■ Tarefas propostas
(a) Na resenha sobre Love Deluxe, por que o autor afirma que a influência da Sade sobre o neo-soul é direta? Responda em até três frases.
(b) Escreva o trecho que vem logo depois da última frase da resenha sobre Love Deluxe.

■ Texto fornecido
-----
15 de janeiro de 2023

Antes Tarde do Que Nunca

Love Deluxe
Sade




Existem alguns momentos na história que é possível apontar como o nascimento de um gênero/tendência/movimento. Um exemplo é a canção I Feel Love da Donna Summer de 1977 que é considerada como o marco zero da música eletrônica. Lançado em 1992, Love Deluxe é o quarto álbum da carreira da Sade que continuou a consagração da banda como um dos atos de maior sucesso da época saído da Inglaterra. Analisando trinta anos depois, o álbum também marca uma das bases para o surgimento de um gênero que marcou profundamente os anos noventa: o neo-soul.

Há alguns anos atrás usei esse mesmo espaço para falar da trindade de álbuns que são considerados como os pilares do neo-soul: Baduizm da Erykah Badu, Brown Sugar do D'Angelo e Maxwell's Urban Hang Suite do Maxwell. Produzido pela própria banda, o álbum parece reunir as bases do que seria refinado e intitulado como neo-soul não muito tempo depois ao ser uma elegante, inteligente, moderna, profunda e excepcional mistura de R&B/soul com toques importantes de jazz, ambiente, trip trop, pop e rock. Acredito que se formo analisarmos bem mais profundamente Love Deluxe podemos chegar a conclusão que estamos diante de um trabalho neo-soul, mas, ao contrário dos álbuns citados, parece ainda carecer de uma certa ousadia estilística que deu o toque final ao gênero. Existe outro fator extremamente importante aqui que é possível associar o álbum como um percussor do neo-soul é o fato de que Stuart Matthewman, saxofonista/guitarrista/compositor da banda, ter sido peça importantíssima da carreira do Maxwell até os dias de hoje. Então, a influencia do Sade é direta, clara e significativa, mas Love Deluxe não é apenas importante devido a sua influencia e, também, pela sua imensa qualidade.
-----
Entradas retiradas de uma coleção
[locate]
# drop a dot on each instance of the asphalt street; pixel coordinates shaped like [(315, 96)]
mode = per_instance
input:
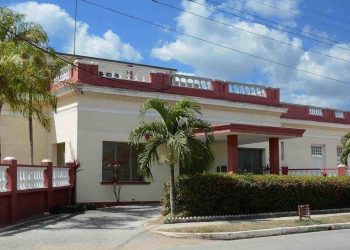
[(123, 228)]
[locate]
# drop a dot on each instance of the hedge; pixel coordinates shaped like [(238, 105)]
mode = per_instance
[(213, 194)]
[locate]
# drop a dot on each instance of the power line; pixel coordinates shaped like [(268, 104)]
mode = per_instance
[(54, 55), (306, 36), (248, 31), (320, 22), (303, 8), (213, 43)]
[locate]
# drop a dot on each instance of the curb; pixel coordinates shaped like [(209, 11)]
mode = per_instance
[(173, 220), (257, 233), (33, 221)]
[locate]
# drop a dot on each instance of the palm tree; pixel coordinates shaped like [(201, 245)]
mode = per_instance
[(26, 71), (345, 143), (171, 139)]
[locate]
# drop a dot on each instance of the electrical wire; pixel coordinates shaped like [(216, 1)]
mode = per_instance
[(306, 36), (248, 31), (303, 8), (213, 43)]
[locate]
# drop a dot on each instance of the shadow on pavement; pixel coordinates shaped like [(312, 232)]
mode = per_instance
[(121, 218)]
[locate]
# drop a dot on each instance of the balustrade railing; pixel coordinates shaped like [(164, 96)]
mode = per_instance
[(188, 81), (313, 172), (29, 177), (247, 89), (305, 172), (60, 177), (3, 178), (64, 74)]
-----
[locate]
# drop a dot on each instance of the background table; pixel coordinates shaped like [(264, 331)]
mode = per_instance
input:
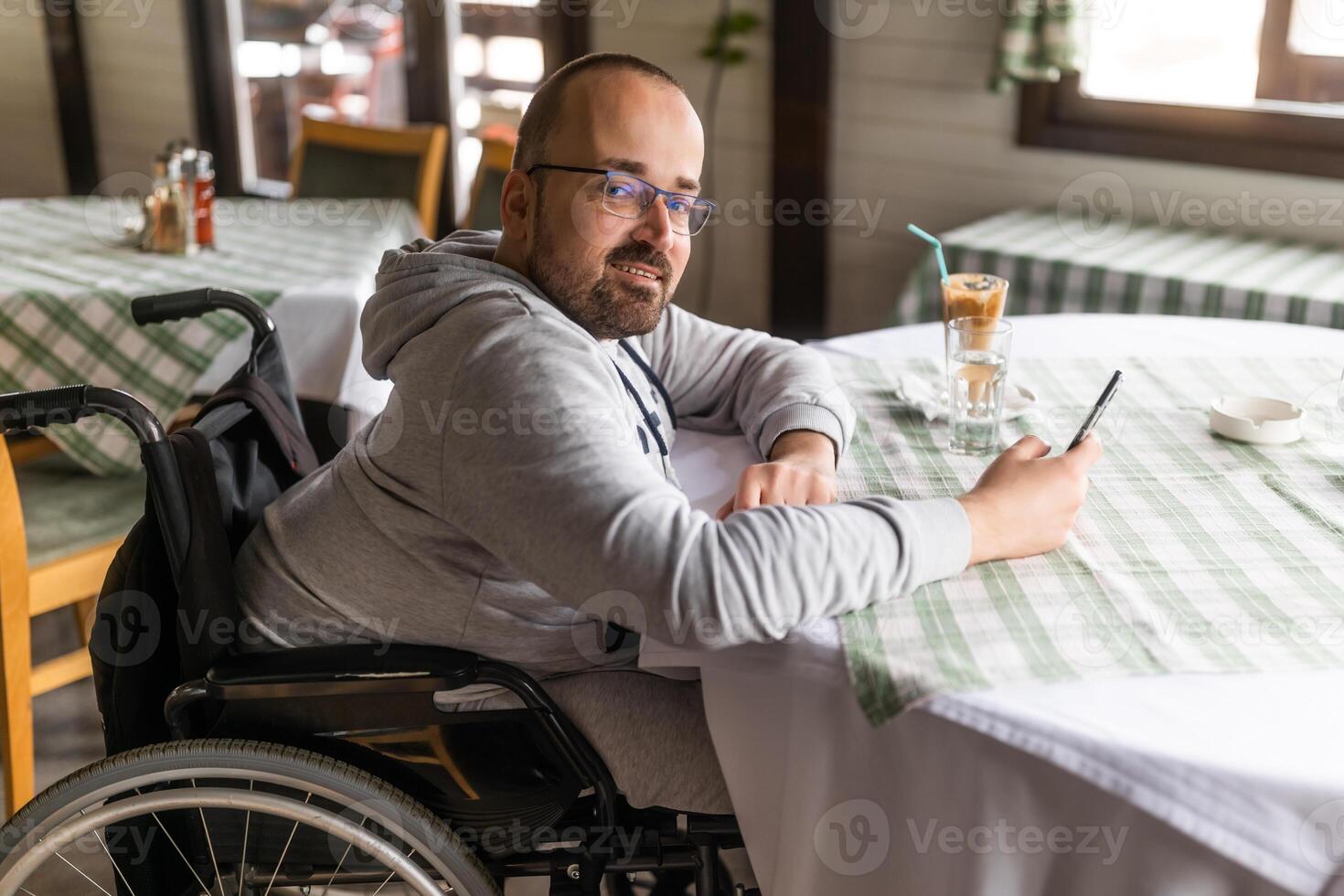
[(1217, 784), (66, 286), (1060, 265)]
-----
■ Respostas das tarefas
(a) Porque Stuart Matthewman, saxofonista, guitarrista e compositor da banda, foi peça importantíssima na carreira do Maxwell até os dias de hoje. O Maxwell é autor de Maxwell's Urban Hang Suite, um dos três álbuns apontados como pilares do neo-soul.

(b)
Quem acompanha um pouco da carreira da banda britânica sabe que a carreira deles sempre foi marcada pela sempre presente e altíssima qualidade de todos os seus lançamentos desde o primeiro com Diamond Life em 1984. Entretanto, Love Deluxe pode ser considerado a magnum opus da carreira da banda. E, na minha opinião, o álbum nem precisaria ser tão excepcional por completo devido a já ter logo no começo uma das melhores canções dos anos noventa: No Ordinary Love. Com cerca de quase sete minutos e meio, a canção é uma celebração de basicamente toda as qualidades concentradas do Sade ao ser uma sofisticada, envolvente, imponente, sensual, suculenta, atemporal e emocional. Uma fusão impressionante de soul, R&B e rock, a canção é o tipo de trabalho que quase não se faz mais atualmente devido a cadencia mais lenta que não tem pressa nenhuma em criar lentamente toda a sua espetacular atmosfera. Melódica e estilizada, No Ordinary Love ainda conta com um lendário clipe em que mostra a vocalista Sade Adu como uma sereia em busca de amor, misturando Splash com A Pequena Sereia. E, claro, boa parte da força de qualquer álbum da banda vem da presença magnânima da vocalista.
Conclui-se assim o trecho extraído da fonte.